▸ **SELECTED PASSAGE**
Fr. Bloomfield's Blog

I am a Roman Catholic Priest of the Archdiocese of Detroit, currently assigned to Divine Child Parish in Dearborn, Michigan. When I manage to keep the page updated, hopefully something interesting can be found here!

Sunday, September 11, 2005

Faith Seeking Understanding for September 11, 2005

As Louisiana, Mississippi, Florida, and Alabama begin to recover and rebuild in the aftermath of Hurricane Katrina, we remember today another crisis our country faced just four years ago. The tragic events of September 11, 2001, however, were not the result of weather patterns or a natural disaster, but the consequences of human freedom. The evil choices made by the terrorists affect our lives even today, but we must not become discouraged or lose our determination. We continue to pray for our soldiers, sailors, airmen, and marines who are daily defending our freedom; please remember them and their sacrifices often in your prayers. They rely on our support and encouragement to boost their morale and stamina in difficult times and challenging duties. When I was returning (in uniform) from my ROTC chaplain rotation at Ft. Lewis, Washington, several people stopped me and thanked me for my service to our country. I was surprised at first, but very touched and honored. Such a small act of generosity has great results; when you see them, please thank our men and women in uniform for their service and assure them of our prayers.

▸ **WORK TASK 1**
List the states that the September 11, 2005 blog post names as beginning to recover and rebuild after Hurricane Katrina.
▸ **WORK TASK 2**
Carry on writing the September 11, 2005 blog post, picking up after its final sentence.

▸ **RECORDED DATA**
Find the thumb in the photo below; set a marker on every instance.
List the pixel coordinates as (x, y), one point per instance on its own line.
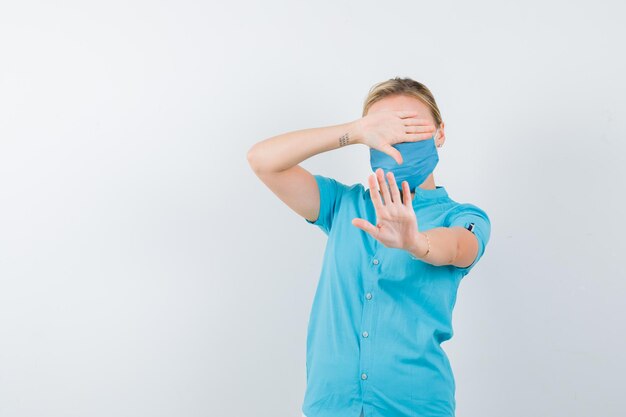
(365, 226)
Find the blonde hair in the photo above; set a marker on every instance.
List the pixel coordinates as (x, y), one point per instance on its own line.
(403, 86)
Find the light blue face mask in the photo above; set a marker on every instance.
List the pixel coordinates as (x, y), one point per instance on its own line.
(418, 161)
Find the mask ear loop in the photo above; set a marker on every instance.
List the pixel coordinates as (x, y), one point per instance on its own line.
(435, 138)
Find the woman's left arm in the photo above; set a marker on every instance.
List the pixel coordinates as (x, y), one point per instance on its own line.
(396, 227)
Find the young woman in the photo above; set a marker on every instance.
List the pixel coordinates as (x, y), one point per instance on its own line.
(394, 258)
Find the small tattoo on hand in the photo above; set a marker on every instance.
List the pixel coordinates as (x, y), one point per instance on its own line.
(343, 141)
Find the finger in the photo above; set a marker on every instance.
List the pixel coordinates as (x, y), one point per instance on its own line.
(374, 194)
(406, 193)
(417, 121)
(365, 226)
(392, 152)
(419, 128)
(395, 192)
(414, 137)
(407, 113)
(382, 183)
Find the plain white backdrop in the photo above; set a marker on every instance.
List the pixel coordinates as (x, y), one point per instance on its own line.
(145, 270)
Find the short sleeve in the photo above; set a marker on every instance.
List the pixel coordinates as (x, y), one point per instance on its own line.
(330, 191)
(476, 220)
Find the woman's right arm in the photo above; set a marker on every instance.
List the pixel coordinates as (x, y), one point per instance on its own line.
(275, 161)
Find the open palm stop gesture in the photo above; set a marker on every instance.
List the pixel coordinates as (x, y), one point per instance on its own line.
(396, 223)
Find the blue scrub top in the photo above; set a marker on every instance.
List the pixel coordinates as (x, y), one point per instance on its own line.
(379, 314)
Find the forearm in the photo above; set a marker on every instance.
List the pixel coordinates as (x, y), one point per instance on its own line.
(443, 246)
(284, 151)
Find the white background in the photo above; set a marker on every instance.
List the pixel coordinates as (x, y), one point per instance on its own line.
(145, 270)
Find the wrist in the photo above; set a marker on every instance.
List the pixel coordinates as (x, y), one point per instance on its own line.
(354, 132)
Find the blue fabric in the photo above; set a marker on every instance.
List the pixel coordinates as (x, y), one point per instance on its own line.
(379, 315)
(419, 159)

▸ **REPLY 1**
Louisiana, Mississippi, Florida, Alabama

▸ **REPLY 2**
Interestingly enough, the readings from this Sunday speak strongly of forgiveness. Do we, I wonder, pray often for the forgiveness of our enemies? Do we pray for their conversion?

This week, the Church celebrates an ancient feast: the Exaltation of the Holy Cross. On September 14, the Church commemorates the finding of the relics of the True Cross in Jerusalem by St. Helena, the mother of Emperor Constantine, in approximately 326 A.D. Along with the Cross (most likely the base of the Cross, not the crossbeam) was also discovered the title that Pilate had affixed over the head of Jesus (“Jesus of Nazareth, King of the Jews”, cf. John 19:19). Scholars and historians debate about the exact manner in which the Cross was discovered, but several healing miracles were attributed to the relics and hence declared to be the authentic remains of the wood of the Cross on which Jesus died.

The feast is celebrated in September because it marks the date of the dedication of the Church of the Holy Sepulcher in Jerusalem, in which the relics were first kept. Currently, the relics of the Cross, the title, a nail, a thorn from the crown of thorns, and St. Thomas’ index finger can be found in Rome, at the Church of Santa Croce in Gerusalemme, just east of the Basilica of St. John Lateran.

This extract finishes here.